OBJECTIVE
Count the lines below that contain the string "side", treating uppercase and lowercase as different, and give only the number.

━━━━

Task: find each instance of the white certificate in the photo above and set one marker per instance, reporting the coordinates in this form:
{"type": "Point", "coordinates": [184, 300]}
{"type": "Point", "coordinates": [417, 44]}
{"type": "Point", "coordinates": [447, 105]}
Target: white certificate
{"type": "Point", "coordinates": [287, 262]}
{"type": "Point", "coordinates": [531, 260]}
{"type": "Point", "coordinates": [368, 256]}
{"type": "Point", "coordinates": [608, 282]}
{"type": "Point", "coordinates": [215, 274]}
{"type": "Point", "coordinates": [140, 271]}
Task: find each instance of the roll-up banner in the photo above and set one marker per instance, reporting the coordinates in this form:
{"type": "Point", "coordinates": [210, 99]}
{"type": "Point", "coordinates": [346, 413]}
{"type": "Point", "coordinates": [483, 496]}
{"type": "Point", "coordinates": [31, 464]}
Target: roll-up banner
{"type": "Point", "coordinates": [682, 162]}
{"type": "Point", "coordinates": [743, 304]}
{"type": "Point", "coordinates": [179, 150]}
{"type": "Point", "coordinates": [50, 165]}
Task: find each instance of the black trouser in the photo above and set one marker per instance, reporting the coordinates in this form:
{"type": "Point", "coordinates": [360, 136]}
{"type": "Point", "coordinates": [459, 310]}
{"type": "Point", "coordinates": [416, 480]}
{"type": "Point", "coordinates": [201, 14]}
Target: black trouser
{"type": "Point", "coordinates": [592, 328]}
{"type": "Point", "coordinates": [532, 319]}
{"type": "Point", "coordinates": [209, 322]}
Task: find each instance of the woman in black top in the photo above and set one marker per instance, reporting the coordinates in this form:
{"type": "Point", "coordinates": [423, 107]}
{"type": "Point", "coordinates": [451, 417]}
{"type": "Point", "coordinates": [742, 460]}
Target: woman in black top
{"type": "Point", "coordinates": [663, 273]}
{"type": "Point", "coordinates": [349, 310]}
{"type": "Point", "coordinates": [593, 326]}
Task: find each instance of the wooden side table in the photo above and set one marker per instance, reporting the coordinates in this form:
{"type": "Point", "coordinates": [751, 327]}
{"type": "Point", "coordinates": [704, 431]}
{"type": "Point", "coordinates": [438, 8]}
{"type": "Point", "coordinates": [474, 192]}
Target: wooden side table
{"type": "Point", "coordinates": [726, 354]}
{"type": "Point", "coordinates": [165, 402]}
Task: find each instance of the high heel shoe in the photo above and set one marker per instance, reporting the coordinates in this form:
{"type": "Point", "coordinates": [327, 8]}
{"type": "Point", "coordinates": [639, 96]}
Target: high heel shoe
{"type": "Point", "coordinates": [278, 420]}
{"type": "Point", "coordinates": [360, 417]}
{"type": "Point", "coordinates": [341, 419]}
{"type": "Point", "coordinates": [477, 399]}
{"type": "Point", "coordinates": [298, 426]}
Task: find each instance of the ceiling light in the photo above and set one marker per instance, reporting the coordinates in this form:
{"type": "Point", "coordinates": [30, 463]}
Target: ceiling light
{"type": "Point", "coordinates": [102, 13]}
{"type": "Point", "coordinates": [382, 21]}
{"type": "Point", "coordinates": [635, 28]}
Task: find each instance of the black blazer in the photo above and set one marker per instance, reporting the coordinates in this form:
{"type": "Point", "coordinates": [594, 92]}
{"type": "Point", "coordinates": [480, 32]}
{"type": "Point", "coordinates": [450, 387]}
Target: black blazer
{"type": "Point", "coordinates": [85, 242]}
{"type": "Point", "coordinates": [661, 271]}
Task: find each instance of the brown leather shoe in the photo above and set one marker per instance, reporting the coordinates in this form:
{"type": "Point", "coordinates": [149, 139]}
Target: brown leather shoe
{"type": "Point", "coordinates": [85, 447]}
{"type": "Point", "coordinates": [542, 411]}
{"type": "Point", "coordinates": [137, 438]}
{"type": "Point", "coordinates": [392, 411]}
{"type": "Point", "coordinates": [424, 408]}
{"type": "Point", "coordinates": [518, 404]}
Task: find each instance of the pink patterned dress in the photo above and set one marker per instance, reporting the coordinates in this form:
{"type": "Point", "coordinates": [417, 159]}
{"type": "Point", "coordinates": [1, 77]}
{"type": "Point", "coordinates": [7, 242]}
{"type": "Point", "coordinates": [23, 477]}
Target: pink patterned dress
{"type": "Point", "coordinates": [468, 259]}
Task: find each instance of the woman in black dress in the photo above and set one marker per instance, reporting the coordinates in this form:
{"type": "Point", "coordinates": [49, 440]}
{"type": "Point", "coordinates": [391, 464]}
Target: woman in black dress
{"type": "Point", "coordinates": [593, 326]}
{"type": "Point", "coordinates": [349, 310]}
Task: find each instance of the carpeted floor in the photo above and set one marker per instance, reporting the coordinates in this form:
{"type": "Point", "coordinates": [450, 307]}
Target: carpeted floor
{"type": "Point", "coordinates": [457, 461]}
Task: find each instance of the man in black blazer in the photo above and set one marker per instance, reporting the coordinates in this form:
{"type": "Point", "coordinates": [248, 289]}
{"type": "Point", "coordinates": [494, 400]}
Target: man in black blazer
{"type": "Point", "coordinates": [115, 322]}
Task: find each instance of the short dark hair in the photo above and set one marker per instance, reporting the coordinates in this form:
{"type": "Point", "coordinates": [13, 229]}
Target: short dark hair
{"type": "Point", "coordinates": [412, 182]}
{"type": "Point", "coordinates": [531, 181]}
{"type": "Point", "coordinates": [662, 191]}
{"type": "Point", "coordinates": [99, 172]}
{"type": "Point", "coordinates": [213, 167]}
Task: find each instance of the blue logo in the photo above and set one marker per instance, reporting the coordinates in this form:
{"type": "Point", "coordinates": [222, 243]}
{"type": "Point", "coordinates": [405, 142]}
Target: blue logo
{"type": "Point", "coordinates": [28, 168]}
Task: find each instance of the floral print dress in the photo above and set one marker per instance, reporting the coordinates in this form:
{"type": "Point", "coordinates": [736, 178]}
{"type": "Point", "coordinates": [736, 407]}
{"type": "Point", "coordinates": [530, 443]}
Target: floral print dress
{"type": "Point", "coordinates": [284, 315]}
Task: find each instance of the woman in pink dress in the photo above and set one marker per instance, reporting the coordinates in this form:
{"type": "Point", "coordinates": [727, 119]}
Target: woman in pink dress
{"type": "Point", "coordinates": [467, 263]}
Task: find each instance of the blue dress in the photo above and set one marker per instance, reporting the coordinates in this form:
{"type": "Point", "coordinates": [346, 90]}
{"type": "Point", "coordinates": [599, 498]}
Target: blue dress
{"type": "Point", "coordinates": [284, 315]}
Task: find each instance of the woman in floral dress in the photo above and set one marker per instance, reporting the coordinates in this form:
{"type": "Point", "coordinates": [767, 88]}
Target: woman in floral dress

━━━━

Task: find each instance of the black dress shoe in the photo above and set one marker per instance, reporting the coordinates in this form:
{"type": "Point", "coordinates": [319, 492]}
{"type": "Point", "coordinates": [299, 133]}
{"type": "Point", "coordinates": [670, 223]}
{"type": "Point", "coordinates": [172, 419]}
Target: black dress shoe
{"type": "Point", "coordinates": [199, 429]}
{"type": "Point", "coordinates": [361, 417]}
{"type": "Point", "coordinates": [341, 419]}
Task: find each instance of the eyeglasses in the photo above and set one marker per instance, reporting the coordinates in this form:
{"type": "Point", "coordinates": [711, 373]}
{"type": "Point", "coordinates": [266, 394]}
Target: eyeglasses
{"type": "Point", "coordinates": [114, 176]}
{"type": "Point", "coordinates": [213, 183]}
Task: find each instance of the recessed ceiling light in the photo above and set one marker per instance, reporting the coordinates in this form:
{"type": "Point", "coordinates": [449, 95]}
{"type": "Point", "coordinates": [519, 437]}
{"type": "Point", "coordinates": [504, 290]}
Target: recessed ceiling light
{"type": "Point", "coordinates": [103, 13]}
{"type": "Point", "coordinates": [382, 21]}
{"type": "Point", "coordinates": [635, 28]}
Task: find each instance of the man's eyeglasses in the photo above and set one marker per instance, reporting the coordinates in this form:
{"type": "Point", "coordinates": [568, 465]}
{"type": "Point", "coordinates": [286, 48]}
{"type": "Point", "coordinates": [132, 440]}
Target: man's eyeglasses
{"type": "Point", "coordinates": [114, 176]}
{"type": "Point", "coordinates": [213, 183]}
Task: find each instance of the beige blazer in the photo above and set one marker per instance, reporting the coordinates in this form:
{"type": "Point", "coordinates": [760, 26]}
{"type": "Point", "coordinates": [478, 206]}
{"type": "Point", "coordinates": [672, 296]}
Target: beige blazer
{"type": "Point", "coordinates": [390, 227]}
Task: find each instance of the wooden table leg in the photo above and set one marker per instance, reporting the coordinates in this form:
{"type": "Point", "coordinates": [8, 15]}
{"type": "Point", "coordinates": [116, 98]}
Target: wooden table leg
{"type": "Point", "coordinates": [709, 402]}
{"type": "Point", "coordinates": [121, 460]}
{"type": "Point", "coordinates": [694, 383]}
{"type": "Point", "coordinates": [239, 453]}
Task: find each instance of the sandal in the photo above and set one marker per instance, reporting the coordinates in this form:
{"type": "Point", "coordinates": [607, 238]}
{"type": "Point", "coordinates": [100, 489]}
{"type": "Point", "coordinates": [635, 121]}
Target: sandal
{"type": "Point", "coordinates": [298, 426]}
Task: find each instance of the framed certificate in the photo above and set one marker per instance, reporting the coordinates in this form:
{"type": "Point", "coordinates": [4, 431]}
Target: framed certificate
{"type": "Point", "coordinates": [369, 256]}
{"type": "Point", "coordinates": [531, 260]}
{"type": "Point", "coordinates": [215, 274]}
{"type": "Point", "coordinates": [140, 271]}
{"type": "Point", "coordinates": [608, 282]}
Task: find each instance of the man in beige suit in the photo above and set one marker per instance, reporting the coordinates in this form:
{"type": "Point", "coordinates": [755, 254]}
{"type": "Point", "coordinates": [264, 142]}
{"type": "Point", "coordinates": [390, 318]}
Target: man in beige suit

━━━━

TASK RESULT
2